> Given task:
Print the listing below without any change, from the line containing "Locate every instance of the white sail" down to the last line of the listing.

-- START Data in this exercise --

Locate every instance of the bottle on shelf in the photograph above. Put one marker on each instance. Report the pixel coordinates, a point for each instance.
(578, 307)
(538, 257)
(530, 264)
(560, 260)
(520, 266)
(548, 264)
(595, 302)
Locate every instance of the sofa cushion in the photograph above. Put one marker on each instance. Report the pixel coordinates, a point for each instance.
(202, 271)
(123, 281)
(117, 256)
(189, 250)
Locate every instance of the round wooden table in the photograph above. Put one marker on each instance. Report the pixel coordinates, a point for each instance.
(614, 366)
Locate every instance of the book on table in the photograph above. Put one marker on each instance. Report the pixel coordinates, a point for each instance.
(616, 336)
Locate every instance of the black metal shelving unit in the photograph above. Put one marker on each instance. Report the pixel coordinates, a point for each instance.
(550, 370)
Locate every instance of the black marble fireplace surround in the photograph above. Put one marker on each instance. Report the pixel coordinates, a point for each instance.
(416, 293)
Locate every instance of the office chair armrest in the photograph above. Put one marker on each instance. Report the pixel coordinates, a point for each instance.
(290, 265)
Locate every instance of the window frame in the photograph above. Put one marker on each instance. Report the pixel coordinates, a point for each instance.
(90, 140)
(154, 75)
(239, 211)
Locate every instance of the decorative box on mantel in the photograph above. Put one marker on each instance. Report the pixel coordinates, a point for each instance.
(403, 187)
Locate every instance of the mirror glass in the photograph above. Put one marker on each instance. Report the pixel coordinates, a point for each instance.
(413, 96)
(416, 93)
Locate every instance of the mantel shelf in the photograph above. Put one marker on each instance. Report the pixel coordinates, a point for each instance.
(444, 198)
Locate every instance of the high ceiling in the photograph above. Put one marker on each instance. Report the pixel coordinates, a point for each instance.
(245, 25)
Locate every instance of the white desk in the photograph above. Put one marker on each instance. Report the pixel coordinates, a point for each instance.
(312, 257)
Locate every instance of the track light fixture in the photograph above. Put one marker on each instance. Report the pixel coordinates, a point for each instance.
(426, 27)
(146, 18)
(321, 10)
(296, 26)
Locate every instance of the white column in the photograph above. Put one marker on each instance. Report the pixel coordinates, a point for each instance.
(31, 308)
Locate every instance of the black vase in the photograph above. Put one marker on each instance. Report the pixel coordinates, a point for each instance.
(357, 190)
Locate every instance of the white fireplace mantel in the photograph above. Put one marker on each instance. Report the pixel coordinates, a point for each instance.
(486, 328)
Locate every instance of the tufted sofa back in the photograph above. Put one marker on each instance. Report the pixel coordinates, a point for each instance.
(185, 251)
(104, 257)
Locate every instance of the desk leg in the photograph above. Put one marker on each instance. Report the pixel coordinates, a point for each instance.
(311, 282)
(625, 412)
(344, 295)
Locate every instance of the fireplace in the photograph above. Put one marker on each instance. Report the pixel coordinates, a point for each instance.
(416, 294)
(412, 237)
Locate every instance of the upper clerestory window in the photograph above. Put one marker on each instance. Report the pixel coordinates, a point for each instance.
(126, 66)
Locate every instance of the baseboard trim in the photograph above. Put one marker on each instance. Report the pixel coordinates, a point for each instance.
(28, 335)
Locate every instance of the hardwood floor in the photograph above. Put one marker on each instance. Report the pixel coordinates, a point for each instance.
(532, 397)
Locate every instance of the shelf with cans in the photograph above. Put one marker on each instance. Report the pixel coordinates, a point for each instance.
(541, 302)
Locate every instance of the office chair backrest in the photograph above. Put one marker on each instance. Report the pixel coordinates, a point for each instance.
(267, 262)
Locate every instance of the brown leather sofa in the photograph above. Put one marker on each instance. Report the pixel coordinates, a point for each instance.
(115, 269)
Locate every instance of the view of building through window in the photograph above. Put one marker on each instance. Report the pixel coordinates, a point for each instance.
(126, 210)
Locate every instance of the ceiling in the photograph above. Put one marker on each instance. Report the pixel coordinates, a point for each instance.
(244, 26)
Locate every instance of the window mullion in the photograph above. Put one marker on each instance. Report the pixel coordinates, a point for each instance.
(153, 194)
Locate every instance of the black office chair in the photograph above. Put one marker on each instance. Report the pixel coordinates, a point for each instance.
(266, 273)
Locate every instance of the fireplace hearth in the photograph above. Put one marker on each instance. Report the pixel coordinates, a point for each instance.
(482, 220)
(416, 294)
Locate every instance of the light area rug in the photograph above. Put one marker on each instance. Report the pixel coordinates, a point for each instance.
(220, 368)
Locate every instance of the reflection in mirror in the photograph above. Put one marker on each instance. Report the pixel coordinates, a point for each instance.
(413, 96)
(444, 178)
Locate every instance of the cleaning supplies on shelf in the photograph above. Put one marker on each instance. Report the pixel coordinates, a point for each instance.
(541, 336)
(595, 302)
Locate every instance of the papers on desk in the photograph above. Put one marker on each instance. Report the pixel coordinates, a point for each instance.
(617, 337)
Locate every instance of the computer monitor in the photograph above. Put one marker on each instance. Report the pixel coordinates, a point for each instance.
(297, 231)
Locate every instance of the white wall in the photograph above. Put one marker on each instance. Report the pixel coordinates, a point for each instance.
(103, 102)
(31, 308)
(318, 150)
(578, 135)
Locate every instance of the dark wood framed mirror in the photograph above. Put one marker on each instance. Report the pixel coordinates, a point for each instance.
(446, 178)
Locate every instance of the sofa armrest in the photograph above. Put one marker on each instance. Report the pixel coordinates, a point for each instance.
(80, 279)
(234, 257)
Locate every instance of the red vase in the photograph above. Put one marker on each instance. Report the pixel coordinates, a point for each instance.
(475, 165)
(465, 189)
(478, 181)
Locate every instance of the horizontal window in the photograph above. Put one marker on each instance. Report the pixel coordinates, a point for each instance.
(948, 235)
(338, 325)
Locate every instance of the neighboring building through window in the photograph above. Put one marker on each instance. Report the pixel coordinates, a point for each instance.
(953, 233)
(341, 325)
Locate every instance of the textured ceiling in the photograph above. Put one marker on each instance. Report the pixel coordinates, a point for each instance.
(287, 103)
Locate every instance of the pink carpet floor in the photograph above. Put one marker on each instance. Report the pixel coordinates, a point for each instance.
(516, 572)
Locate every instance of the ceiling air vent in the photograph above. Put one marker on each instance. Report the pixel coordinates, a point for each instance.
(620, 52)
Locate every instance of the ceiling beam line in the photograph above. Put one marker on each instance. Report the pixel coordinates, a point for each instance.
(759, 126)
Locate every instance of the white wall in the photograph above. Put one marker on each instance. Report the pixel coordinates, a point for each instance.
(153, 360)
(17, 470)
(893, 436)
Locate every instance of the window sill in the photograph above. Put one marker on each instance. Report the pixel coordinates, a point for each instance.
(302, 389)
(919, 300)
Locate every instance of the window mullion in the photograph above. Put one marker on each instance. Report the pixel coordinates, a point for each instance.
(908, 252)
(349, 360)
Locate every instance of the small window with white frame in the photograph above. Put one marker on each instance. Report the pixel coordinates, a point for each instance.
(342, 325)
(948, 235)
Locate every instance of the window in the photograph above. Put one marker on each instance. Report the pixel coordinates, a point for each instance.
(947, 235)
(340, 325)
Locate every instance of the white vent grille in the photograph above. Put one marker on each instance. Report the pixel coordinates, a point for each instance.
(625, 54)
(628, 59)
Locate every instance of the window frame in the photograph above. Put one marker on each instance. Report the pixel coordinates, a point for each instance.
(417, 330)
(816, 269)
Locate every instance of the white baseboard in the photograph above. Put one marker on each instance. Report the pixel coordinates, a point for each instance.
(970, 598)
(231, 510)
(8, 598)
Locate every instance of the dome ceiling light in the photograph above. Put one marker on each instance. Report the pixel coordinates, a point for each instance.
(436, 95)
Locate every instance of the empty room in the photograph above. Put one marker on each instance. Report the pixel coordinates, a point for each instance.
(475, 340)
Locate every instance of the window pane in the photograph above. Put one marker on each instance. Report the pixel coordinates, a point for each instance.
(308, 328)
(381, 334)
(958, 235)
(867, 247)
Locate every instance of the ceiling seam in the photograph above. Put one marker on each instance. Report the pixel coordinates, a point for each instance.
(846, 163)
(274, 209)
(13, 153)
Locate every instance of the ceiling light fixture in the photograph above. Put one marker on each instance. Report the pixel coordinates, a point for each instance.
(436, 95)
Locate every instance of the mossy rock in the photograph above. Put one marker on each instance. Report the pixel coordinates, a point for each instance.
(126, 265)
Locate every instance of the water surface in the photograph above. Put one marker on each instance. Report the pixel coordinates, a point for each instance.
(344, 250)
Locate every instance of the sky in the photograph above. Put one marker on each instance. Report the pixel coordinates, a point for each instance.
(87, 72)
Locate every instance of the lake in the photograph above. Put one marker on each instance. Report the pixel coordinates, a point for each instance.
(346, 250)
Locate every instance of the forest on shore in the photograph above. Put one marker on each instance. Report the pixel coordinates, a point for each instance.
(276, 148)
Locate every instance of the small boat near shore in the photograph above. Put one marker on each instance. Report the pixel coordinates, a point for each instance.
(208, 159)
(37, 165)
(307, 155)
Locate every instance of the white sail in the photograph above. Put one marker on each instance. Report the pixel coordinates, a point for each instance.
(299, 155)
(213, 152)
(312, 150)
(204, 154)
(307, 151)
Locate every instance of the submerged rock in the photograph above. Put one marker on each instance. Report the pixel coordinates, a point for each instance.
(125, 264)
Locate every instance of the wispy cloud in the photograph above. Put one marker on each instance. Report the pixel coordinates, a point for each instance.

-- END Data in this exercise --

> Task result:
Locate every instance of the white sail in the photograph above. Put one marker on each instance. Report the pixel coordinates, a point for each instance.
(299, 155)
(213, 152)
(312, 150)
(204, 154)
(307, 151)
Locate every instance of the submerged rock in the photograph above. Put one marker on each instance. Report the pixel coordinates, a point for each instance.
(125, 264)
Locate every instance of the wispy cloud in the photograph above. Put one marker on each instance. Report the pixel coordinates, a point for each instance.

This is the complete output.